__What this exercise asks__
1. Answer these from the text on the integral over D, one line each:
(a) Which polar equation gives the circular boundary of D?
(b) In the Cartesian setup, over what interval does x range?
(c) For a given x, what expression gives the lower boundary of D?
2. Translate into Spanish this sentence from the text on the integral over D: "It is a useful exercise to check that you get the same value for this integral whichever way you do it."
3. Recast the paragraph of the text on the integral over D that starts "Here I used the polar equation" as a short bulleted list that keeps its main facts.

__Text block__
· · · · · · ·

Here I used the polar equation $r=2\sin\phi$ for the circular boundary of $D$. In the figure there are lines for constant values of $\phi$. You see that along such a ray, originating from the origin and pointing at the direction $\phi$, the distance from the origin grows from $r=0$ to $r=2\sin\phi$. You also see that the directions of those rays vary in the range $0\le\phi\le\pi/2$. Therefore the integral that you need to calculate is $$ I=\int_{\phi=0}^{\pi/2}\int_{r=0}^{2\sin\phi}r^2\cdot r\,dr\,d\phi. $$

If you want to the integration using cartesian coordinates, then it is natural to observe that $x$ ranges over the interval $[0,1]$. Then you need to keep in mind that for a given value of $x$, the range of values for $y$ is from $1-\sqrt{1-x^2}$ (=the lower boundary of $D$) to $1+\sqrt{1-x^2}$ (=the upper boundary of $D$). Thus $$ I=\int_{x=0}^1\int_{y=1-\sqrt{1-x^2}}^{1+\sqrt{1-x^2}}(x^2+y^2)\,dy\,dx. $$

It is a useful exercise to check that you get the same value for this integral whichever way you do it.

· · · · · · ·

__Excerpted records__

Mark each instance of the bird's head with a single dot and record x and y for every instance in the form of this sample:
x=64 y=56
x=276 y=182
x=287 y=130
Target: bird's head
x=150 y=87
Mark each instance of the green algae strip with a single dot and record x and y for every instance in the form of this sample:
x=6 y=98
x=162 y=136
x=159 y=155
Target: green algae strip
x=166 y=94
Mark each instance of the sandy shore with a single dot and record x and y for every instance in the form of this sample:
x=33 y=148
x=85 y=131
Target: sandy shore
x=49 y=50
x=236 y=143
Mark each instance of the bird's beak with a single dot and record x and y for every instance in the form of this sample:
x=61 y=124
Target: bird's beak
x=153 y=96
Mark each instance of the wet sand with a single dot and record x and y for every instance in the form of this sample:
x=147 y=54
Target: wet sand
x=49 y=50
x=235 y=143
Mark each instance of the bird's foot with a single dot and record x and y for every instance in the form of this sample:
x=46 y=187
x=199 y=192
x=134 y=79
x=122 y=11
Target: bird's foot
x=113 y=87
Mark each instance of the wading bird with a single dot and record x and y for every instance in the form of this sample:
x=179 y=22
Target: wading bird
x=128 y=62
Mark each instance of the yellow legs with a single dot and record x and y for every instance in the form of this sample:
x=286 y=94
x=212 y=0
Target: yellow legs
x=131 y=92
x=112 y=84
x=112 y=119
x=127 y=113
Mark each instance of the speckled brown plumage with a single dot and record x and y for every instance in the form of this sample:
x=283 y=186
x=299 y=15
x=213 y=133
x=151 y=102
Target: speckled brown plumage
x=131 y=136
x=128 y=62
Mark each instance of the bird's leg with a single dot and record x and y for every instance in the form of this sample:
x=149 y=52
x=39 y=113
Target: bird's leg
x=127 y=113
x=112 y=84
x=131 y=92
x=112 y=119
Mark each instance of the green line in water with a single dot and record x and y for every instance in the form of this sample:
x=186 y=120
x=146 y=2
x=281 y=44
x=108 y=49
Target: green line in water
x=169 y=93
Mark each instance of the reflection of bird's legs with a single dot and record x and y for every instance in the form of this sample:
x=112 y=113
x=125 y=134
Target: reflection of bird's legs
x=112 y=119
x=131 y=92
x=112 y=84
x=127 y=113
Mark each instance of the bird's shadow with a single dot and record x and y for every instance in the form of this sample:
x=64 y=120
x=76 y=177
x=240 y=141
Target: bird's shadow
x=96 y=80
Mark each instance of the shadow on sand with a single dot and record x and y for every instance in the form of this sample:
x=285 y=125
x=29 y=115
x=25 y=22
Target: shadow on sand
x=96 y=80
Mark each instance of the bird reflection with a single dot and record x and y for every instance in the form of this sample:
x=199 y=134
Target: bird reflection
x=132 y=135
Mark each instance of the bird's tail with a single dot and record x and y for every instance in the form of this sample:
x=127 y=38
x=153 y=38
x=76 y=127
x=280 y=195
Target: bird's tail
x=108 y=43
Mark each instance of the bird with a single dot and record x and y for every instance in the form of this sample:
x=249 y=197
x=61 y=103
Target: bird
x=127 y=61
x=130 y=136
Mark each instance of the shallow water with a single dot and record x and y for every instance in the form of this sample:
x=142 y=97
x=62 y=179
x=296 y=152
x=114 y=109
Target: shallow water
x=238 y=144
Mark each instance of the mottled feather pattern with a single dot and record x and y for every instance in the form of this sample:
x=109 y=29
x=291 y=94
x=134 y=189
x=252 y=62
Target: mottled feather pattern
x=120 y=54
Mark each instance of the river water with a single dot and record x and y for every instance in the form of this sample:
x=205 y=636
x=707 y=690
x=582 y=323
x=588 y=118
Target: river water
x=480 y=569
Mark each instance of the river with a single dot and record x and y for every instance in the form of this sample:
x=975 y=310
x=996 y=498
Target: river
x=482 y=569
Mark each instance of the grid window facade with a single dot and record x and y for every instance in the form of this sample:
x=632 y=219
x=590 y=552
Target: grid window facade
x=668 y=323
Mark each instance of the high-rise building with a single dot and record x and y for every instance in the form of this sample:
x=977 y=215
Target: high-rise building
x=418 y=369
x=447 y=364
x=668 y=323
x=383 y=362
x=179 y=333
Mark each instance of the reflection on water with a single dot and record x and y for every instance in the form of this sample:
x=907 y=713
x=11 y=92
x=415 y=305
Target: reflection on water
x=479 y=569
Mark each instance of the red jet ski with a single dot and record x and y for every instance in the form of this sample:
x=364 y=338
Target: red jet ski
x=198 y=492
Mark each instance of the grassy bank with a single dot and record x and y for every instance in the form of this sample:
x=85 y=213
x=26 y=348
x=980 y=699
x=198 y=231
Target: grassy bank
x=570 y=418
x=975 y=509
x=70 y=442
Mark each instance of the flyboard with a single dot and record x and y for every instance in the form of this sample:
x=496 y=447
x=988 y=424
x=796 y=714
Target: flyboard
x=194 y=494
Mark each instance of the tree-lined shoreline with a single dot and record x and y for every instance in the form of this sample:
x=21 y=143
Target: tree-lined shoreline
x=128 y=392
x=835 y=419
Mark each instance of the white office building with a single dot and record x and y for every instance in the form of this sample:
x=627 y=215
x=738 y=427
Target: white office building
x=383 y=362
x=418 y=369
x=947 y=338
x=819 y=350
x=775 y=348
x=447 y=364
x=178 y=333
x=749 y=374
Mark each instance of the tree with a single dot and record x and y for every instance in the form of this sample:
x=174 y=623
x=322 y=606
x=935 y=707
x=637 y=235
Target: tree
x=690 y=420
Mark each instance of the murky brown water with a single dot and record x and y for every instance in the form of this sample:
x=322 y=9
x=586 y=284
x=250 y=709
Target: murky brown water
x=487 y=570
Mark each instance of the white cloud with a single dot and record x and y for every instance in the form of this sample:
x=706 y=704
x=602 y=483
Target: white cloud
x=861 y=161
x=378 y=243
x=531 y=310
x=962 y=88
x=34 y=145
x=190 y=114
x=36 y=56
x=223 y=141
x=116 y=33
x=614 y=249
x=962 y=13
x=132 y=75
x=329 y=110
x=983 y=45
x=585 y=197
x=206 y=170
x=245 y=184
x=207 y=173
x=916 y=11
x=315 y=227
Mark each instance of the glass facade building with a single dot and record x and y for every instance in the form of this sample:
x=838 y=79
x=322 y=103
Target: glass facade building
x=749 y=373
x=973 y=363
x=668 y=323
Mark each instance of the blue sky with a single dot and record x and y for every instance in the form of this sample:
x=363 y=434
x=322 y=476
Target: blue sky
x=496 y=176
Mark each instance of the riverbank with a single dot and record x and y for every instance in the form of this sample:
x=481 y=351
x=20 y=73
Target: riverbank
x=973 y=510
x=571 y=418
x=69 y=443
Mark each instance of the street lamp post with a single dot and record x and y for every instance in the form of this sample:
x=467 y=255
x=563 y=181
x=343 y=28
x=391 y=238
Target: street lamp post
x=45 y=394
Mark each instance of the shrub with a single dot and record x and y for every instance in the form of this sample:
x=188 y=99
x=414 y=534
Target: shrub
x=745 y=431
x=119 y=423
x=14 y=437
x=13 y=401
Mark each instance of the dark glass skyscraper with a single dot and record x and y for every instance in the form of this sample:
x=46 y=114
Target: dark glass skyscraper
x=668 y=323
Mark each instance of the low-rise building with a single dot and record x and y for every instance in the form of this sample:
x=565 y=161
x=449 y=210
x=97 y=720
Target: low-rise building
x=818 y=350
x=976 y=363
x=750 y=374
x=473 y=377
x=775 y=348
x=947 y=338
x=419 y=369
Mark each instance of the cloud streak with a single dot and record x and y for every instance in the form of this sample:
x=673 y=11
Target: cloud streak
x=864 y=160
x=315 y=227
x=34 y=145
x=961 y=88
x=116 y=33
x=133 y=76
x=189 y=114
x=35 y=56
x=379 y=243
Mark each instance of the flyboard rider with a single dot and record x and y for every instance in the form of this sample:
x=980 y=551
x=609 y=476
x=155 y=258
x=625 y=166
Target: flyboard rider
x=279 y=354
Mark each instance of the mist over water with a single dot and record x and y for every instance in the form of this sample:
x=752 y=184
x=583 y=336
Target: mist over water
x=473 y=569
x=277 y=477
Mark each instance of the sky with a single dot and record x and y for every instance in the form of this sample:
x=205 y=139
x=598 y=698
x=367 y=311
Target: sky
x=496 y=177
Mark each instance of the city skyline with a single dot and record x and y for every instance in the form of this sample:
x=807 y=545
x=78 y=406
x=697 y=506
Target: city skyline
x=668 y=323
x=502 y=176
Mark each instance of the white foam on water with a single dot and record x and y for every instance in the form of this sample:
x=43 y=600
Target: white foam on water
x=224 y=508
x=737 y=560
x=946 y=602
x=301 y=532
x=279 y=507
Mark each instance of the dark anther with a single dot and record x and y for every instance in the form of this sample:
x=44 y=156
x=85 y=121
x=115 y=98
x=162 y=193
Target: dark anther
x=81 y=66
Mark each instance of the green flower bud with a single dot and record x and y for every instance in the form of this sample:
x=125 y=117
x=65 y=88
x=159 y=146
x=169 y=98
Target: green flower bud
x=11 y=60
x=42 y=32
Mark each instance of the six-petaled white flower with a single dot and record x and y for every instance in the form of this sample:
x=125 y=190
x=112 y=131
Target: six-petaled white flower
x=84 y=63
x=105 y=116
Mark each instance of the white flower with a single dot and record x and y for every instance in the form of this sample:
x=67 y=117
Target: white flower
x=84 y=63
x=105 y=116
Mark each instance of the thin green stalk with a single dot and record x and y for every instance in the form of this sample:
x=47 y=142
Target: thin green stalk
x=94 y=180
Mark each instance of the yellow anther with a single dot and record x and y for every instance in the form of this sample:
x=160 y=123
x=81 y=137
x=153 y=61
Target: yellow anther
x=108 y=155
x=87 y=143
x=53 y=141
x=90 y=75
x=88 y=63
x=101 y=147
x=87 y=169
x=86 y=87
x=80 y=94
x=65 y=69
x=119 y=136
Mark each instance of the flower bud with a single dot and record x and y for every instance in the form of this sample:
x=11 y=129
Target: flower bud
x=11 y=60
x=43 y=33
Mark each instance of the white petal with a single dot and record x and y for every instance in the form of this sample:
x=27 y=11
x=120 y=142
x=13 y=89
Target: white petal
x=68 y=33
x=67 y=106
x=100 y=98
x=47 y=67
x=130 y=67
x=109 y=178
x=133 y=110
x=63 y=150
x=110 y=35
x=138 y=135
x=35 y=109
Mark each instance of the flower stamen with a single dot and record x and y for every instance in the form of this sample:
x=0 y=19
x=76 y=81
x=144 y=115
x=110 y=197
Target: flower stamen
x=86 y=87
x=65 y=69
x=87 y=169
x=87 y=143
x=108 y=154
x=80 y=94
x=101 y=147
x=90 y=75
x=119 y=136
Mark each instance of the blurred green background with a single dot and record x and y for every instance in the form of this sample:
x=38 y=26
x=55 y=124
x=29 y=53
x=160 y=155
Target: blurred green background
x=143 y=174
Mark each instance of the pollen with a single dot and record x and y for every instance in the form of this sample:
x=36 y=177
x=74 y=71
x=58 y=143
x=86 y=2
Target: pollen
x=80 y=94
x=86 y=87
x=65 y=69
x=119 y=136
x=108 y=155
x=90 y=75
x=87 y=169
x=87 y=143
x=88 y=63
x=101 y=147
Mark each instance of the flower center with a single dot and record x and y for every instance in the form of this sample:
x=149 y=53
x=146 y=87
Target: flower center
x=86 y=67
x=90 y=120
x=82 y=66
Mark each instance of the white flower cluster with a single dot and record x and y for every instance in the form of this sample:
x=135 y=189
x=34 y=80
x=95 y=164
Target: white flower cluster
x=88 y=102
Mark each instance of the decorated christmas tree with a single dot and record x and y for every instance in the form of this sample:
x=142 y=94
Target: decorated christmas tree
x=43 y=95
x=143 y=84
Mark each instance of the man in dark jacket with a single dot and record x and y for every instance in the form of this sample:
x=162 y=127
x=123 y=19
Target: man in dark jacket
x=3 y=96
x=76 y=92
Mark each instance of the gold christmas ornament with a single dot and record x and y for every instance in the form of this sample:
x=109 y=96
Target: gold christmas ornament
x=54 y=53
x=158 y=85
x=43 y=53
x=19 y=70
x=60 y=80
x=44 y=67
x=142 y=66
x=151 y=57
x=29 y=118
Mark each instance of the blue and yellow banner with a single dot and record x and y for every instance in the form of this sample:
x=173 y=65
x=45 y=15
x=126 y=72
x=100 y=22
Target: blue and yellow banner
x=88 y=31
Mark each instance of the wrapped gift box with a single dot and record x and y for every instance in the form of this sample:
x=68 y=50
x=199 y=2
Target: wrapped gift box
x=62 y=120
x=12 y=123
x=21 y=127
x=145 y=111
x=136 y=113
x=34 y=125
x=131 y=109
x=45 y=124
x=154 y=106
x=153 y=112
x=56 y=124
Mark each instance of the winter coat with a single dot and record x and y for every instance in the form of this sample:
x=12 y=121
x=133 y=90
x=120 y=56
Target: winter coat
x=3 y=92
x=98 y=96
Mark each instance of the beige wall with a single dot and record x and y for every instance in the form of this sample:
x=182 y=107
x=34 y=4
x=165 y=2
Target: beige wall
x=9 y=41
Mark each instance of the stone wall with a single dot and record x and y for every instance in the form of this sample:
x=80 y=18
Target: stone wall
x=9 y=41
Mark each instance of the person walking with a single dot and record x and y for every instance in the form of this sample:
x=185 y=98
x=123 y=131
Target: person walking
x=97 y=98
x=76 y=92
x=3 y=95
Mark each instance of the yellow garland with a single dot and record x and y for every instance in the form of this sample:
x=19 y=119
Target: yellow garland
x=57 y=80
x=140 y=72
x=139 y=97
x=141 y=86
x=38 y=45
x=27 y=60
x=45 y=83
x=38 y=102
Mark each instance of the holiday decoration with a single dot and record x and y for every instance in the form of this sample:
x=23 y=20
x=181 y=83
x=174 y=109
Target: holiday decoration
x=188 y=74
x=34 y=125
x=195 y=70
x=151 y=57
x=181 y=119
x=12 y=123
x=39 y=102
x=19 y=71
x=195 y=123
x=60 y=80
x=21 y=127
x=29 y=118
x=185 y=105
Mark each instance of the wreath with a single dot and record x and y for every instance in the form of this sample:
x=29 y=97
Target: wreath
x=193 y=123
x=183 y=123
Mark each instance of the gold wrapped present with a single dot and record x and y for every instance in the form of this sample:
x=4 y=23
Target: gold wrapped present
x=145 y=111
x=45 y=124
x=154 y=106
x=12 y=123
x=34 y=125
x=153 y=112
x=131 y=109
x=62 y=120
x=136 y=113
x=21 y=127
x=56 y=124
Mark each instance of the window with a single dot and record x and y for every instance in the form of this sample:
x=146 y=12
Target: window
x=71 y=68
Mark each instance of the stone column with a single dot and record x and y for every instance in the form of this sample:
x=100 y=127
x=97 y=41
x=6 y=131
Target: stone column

· · · · · · ·

__Answers to the exercise__
1.
(a) $r = 2\sin\phi$
(b) $[0,1]$
(c) $y = 1-\sqrt{1-x^2}$

2. Es un ejercicio útil comprobar que se obtiene el mismo valor para esta integral sin importar de qué manera se calcule.

3.
- The circular boundary of D has the polar equation $r=2\sin\phi$.
- The figure shows lines of constant $\phi$.
- Along each ray from the origin in direction $\phi$, $r$ runs from $0$ to $2\sin\phi$.
- The ray directions cover $0\le\phi\le\pi/2$.
- The integral is $I=\int_{\phi=0}^{\pi/2}\int_{r=0}^{2\sin\phi}r^2\cdot r\,dr\,d\phi$.